◆ **Aim**
Repeat the entire listing exactly.

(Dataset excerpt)
◆ ◆ ◆ ◆ ◆ ◆ ◆

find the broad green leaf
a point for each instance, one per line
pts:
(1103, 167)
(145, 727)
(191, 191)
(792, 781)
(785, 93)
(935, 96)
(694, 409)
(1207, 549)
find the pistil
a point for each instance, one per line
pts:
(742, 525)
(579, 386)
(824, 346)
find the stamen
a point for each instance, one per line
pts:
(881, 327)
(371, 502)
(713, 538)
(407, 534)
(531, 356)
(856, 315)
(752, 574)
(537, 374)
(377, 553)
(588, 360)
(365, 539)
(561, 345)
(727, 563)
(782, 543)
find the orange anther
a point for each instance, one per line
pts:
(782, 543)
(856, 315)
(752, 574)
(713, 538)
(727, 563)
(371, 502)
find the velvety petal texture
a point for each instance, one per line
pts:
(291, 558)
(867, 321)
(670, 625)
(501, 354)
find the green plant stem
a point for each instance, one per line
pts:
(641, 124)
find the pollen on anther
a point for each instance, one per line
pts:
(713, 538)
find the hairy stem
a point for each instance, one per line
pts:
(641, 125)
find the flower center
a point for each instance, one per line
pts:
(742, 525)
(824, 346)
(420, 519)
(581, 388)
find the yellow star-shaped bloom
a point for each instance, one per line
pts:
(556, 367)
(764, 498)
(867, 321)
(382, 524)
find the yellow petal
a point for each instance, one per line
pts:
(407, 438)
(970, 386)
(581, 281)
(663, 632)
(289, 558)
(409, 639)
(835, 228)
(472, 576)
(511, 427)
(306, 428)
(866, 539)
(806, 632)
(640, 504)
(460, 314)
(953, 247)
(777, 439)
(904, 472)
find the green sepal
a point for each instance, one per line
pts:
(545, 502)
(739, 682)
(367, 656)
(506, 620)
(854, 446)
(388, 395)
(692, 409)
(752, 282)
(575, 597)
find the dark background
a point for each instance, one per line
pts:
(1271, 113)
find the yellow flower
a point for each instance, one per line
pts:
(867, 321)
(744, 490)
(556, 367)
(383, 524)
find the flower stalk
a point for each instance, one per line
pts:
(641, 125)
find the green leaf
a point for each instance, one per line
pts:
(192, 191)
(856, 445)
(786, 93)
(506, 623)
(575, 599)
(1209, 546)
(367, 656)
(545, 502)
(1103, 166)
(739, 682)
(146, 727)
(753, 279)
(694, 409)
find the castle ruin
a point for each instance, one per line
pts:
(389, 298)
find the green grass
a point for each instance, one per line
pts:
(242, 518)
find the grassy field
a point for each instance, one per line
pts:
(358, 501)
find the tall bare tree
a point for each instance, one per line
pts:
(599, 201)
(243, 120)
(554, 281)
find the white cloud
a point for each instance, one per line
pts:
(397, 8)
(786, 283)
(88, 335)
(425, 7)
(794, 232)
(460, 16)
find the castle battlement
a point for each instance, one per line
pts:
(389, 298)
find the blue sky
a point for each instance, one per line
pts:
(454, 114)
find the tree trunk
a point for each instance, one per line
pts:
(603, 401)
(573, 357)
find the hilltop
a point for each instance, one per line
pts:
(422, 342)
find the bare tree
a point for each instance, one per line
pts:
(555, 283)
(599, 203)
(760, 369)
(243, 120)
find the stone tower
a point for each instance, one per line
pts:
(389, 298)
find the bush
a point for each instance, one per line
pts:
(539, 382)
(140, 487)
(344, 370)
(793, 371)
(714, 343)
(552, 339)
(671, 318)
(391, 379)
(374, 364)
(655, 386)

◆ ◆ ◆ ◆ ◆ ◆ ◆

◆ **Solution for this exercise**
find the broad green leaf
a point for each instance, one per line
pts:
(1103, 167)
(145, 727)
(191, 191)
(792, 781)
(785, 93)
(935, 96)
(694, 409)
(1207, 549)
find the pistil
a point for each instance, one per line
pts:
(742, 525)
(579, 386)
(824, 346)
find the stamen
a point for each instance, one per line
pts:
(881, 327)
(371, 502)
(713, 538)
(407, 534)
(531, 356)
(856, 315)
(752, 574)
(537, 374)
(377, 553)
(588, 360)
(365, 539)
(561, 345)
(727, 563)
(782, 543)
find the orange anther
a point for each instance, one per line
pts:
(782, 543)
(856, 315)
(752, 574)
(713, 538)
(727, 563)
(371, 502)
find the velvety petal texture
a point for each instance, one per line
pts:
(291, 558)
(867, 321)
(670, 625)
(501, 354)
find the green plant stem
a point for each instance, one per line
pts:
(641, 124)
find the pollen on anther
a point for each instance, one per line
pts:
(713, 538)
find the hairy stem
a point for each instance, one per line
pts:
(641, 125)
find the flower center
a point for each instance, one per line
pts:
(742, 525)
(824, 346)
(420, 519)
(581, 388)
find the yellow star-shaped bloom
a point for each instance, one per line
pts:
(556, 367)
(764, 498)
(867, 321)
(382, 524)
find the yellow petal
a point for each instance, one per line
pts:
(407, 438)
(970, 386)
(581, 281)
(663, 632)
(289, 558)
(409, 639)
(835, 228)
(472, 576)
(511, 427)
(306, 428)
(866, 539)
(806, 632)
(640, 504)
(460, 314)
(953, 247)
(777, 439)
(904, 472)
find the green sepal
a point for each instance, one per line
pts:
(545, 502)
(739, 682)
(367, 656)
(506, 620)
(854, 446)
(388, 395)
(692, 409)
(752, 282)
(575, 597)
find the dark background
a point for each instance, one per line
pts:
(1271, 113)
find the yellow flower
a point for each instance, one per line
pts:
(867, 321)
(744, 490)
(556, 367)
(383, 524)
find the flower stalk
a point for each instance, one per line
pts:
(641, 125)
find the green leaf
a point for each instance, one per line
pts:
(192, 191)
(856, 445)
(786, 93)
(506, 623)
(575, 599)
(1209, 546)
(367, 656)
(545, 502)
(1103, 166)
(739, 682)
(146, 727)
(753, 279)
(694, 409)
find the castle ruin
a point for each instance, one per line
pts:
(389, 298)
find the green grass
a point for each instance, one per line
pts:
(242, 518)
find the grassy field
a point for each instance, one per line
pts:
(358, 501)
find the tall bare tree
a point for each instance, one per line
pts:
(599, 201)
(243, 120)
(554, 281)
find the white cloud
a point for each instance, one per line
pts:
(397, 8)
(786, 283)
(88, 335)
(425, 7)
(794, 232)
(460, 16)
find the castle battlement
a point for each instance, one per line
pts:
(389, 298)
find the blue sky
a point for each instance, one per line
pts:
(454, 114)
find the tree trunk
a point for each instance, one per line
pts:
(603, 401)
(573, 357)
find the hilltop
a point for each instance, one per line
pts:
(422, 342)
find the bare tree
a point for each instance, one per line
pts:
(555, 283)
(599, 203)
(760, 369)
(243, 120)
find the stone tower
a point for each instance, one per line
pts:
(389, 298)
find the bush
a point for each instance, one per line
pts:
(539, 382)
(140, 487)
(344, 370)
(793, 371)
(714, 343)
(552, 339)
(671, 318)
(391, 379)
(374, 364)
(655, 386)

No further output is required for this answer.